_Direction_: Every entry should be repeated exactly. Omit the pictures.

_Recorded data_:

══════════

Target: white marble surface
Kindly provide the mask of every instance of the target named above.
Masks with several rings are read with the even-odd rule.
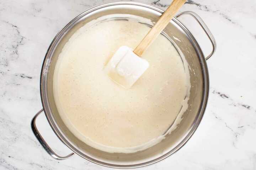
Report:
[[[185,146],[149,170],[256,169],[256,1],[190,0],[181,11],[205,21],[217,49],[207,61],[210,92],[204,117]],[[58,31],[104,0],[0,0],[0,169],[106,169],[75,155],[53,159],[31,131],[42,108],[39,82],[46,52]],[[171,0],[144,0],[163,8]],[[182,18],[204,49],[210,46],[195,22]],[[70,151],[43,114],[39,130],[56,152]]]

══════════

_The solution_:
Target: white marble surface
Kindly provide the mask of every instance of the target named above.
Masks with several rings are read with the even-odd rule.
Report:
[[[185,146],[149,170],[256,169],[256,1],[190,0],[181,11],[205,21],[217,49],[207,61],[210,92],[204,117]],[[58,31],[104,0],[0,0],[0,169],[106,169],[75,155],[53,159],[31,131],[42,108],[39,82],[46,52]],[[171,0],[144,0],[163,8]],[[182,18],[204,49],[210,46],[195,22]],[[70,151],[43,114],[39,130],[56,152]]]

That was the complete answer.